→ REQUIREMENT
Every line below must be copied as written, except for pictures.

== Segment start ==

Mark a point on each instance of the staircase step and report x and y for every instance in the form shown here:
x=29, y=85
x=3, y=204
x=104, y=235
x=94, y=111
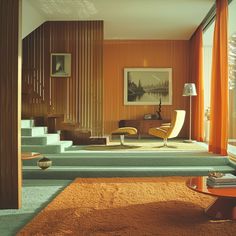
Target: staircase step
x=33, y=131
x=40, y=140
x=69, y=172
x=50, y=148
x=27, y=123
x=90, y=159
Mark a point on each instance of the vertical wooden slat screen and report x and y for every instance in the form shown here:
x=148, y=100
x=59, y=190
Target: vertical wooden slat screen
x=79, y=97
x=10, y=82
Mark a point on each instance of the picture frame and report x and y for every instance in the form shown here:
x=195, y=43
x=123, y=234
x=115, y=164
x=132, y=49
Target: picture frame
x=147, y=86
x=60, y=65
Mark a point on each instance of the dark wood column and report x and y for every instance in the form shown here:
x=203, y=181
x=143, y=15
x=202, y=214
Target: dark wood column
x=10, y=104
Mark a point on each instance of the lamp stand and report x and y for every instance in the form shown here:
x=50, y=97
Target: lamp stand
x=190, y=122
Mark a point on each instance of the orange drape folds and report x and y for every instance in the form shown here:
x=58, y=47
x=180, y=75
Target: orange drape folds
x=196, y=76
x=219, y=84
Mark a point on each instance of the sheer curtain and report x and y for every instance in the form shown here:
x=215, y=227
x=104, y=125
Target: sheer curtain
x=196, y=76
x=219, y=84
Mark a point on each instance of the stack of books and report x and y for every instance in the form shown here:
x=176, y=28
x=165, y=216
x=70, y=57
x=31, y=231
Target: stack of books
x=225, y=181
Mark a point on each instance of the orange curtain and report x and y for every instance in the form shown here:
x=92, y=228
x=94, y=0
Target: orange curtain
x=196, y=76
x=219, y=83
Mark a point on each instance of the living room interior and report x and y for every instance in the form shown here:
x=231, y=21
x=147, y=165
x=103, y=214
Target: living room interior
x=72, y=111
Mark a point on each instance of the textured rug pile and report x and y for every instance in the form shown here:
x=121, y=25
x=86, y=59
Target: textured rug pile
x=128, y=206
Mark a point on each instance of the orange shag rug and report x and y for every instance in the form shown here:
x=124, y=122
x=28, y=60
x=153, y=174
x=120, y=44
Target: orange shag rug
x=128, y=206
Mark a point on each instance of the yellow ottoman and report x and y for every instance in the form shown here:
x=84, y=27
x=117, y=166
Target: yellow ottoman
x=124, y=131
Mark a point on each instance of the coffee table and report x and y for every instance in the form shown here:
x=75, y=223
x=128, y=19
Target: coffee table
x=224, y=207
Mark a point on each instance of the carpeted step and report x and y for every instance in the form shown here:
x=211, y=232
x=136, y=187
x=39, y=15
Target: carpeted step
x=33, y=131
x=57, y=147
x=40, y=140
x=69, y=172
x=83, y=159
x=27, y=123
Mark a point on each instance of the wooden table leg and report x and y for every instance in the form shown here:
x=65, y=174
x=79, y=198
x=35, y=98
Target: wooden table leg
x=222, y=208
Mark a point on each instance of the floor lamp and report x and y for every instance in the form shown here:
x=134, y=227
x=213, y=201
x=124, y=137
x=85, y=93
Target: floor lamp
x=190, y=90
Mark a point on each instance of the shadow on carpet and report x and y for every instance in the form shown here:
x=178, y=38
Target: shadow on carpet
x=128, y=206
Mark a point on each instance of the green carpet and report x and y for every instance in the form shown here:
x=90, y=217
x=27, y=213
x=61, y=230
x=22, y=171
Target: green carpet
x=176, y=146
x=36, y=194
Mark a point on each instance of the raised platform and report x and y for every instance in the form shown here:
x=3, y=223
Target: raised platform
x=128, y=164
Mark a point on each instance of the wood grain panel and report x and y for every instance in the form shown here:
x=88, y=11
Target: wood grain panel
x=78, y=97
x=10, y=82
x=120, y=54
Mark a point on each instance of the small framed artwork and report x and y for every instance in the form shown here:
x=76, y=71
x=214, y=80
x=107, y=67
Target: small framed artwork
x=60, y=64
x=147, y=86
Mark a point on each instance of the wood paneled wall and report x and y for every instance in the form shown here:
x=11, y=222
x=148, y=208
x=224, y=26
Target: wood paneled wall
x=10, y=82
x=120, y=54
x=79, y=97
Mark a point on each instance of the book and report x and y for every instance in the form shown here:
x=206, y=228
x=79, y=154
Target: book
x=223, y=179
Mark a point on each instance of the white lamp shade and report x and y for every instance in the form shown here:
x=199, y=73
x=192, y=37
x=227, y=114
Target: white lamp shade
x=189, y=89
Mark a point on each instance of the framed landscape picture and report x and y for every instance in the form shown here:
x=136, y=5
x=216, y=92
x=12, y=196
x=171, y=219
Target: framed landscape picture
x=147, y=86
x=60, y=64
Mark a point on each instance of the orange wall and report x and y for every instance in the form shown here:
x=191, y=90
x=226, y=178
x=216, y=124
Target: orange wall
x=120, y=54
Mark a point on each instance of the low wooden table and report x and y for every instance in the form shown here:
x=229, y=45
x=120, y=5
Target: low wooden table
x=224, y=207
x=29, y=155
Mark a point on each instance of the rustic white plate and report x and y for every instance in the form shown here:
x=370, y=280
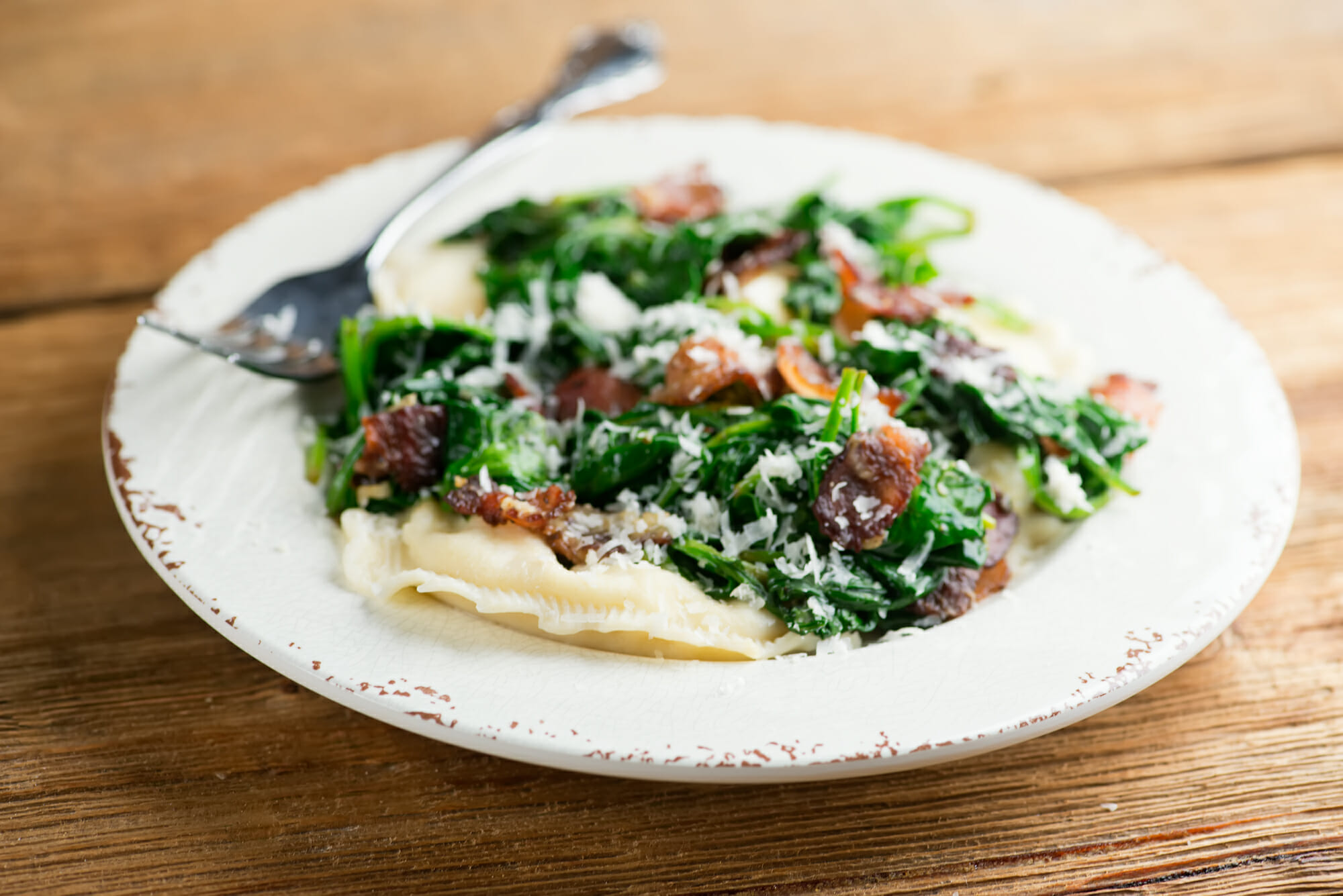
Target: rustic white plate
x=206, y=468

== Segment end ==

→ PROBLEM SOLUTION
Mark a point on each instance of the staircase step and report x and y for every instance in the form shown here:
x=29, y=85
x=3, y=204
x=104, y=235
x=94, y=111
Target: staircase step
x=33, y=131
x=40, y=140
x=69, y=172
x=50, y=148
x=27, y=123
x=90, y=159
Mark a point on each instance of the vertical wooden slat screen and report x and y for every instance in the form shown here:
x=148, y=100
x=59, y=190
Target: vertical wooden slat screen
x=79, y=97
x=10, y=82
Mark a point on each instance of the picture frame and report x and y for every instance in the form shown here:
x=195, y=43
x=123, y=234
x=115, y=164
x=132, y=49
Target: picture frame
x=147, y=86
x=60, y=65
Mark a point on each instance of the dark wood column and report x and y for every instance in the form shown here:
x=203, y=181
x=143, y=15
x=202, y=214
Target: dark wood column
x=10, y=104
Mark a point on each instance of the lamp stand and report x and y for every instance in the form shown here:
x=50, y=97
Target: lamp stand
x=190, y=122
Mark a point on each instance of the orange drape folds and report x and y for every instance in the form shown here:
x=58, y=47
x=180, y=75
Target: orange drape folds
x=196, y=76
x=219, y=84
Mark a point on each instance of the sheer curtain and report x and y for every instance in the form shown here:
x=215, y=227
x=104, y=125
Target: sheer curtain
x=196, y=76
x=219, y=84
Mark a point on each instance of the stack of books and report x and y for every instance in the form shown here:
x=176, y=28
x=165, y=216
x=70, y=57
x=31, y=231
Target: stack of books
x=225, y=181
Mark a point on each instance of the orange curtain and report x and y for every instance in the form shown here:
x=92, y=228
x=94, y=0
Target: orange curtain
x=196, y=76
x=219, y=83
Mark a point on each instance of the living room interior and report x and y for every instance in the form shown here:
x=231, y=21
x=147, y=165
x=103, y=214
Target: living room interior
x=72, y=111
Mark a point on each instance of the textured rug pile and report x and y for every instance in the form shown here:
x=121, y=25
x=86, y=59
Target: textured rug pile
x=128, y=206
Mark a point on each instance of the orange shag rug and report x and y for every instance in the form shown here:
x=124, y=122
x=28, y=60
x=153, y=174
x=120, y=44
Target: orange shag rug
x=128, y=206
Mark a point on each instance of the yellow ottoman and report x and y for every instance in the form shown here:
x=84, y=27
x=117, y=166
Target: yellow ottoman
x=124, y=131
Mark a point on each instance of the coffee table and report x and y for every instance in the form shown here:
x=75, y=223
x=128, y=19
Target: coffee table
x=224, y=207
Mark a point on each instance of the carpeted step and report x and y for every instance in the form shown here:
x=211, y=232
x=136, y=187
x=39, y=15
Target: carpeted step
x=33, y=131
x=57, y=147
x=40, y=140
x=69, y=172
x=83, y=159
x=27, y=123
Mark a point on each instance of the wooden table leg and report x and y for every instance in the form shown here:
x=65, y=174
x=79, y=198
x=35, y=98
Target: wooden table leg
x=222, y=208
Mark a point on each instance of the floor lamp and report x and y for every instance in the form shown here:
x=134, y=227
x=213, y=201
x=124, y=137
x=85, y=93
Target: floor lamp
x=190, y=90
Mark a point on each instance of the shadow on carpet and report x and y for every instance in the form shown here:
x=178, y=38
Target: shadow on carpet
x=128, y=206
Mark a point on each instance of the green carpet and report x and y for every instance in the form shown here:
x=90, y=217
x=27, y=213
x=61, y=230
x=22, y=171
Target: green carpet
x=176, y=146
x=36, y=194
Mark a point on each instance of the raised platform and report x and y for every instance in the form shown here:
x=3, y=223
Target: raised platform
x=128, y=164
Mark a point on each instance of the wood grain panel and report x and y for every instance in the form shown here:
x=88, y=11
Target: wood grain panel
x=78, y=97
x=10, y=82
x=120, y=54
Mark a point on each instance of the small framed artwork and report x and y for every instance in the form shown here:
x=76, y=71
x=214, y=80
x=107, y=67
Target: small framed artwork
x=60, y=64
x=147, y=86
Mark a point on each instance of the wood paneled wall and report x and y for every instance in the form shown here:
x=11, y=222
x=148, y=208
x=224, y=26
Target: wood paneled wall
x=10, y=82
x=120, y=54
x=79, y=97
Mark a point on each instance of the book and report x and y for every instance in the form shown here:
x=206, y=228
x=79, y=154
Target: book
x=223, y=179
Mark a point on each instance of the white lamp shade and report x and y for every instance in the form shown here:
x=199, y=73
x=192, y=37
x=227, y=114
Target: white lamp shade
x=189, y=89
Mark a point on each instance of the framed landscape picture and report x and y for every instance in the form shown here:
x=136, y=5
x=216, y=92
x=12, y=196
x=171, y=219
Target: framed landscape picture
x=147, y=86
x=60, y=64
Mark a point on each instance of the orange wall and report x and y for every instance in the form shown here:
x=191, y=90
x=226, y=178
x=216, y=124
Target: orange wall
x=120, y=54
Mark a point on each instance of the low wooden table and report x and y for every instance in the form shown here:
x=229, y=45
x=120, y=5
Target: low wooden table
x=224, y=207
x=29, y=155
Mark a point on each instance of the rustic white plate and report x and y for every instance in the form shown here:
x=370, y=280
Target: rustic white plate
x=206, y=468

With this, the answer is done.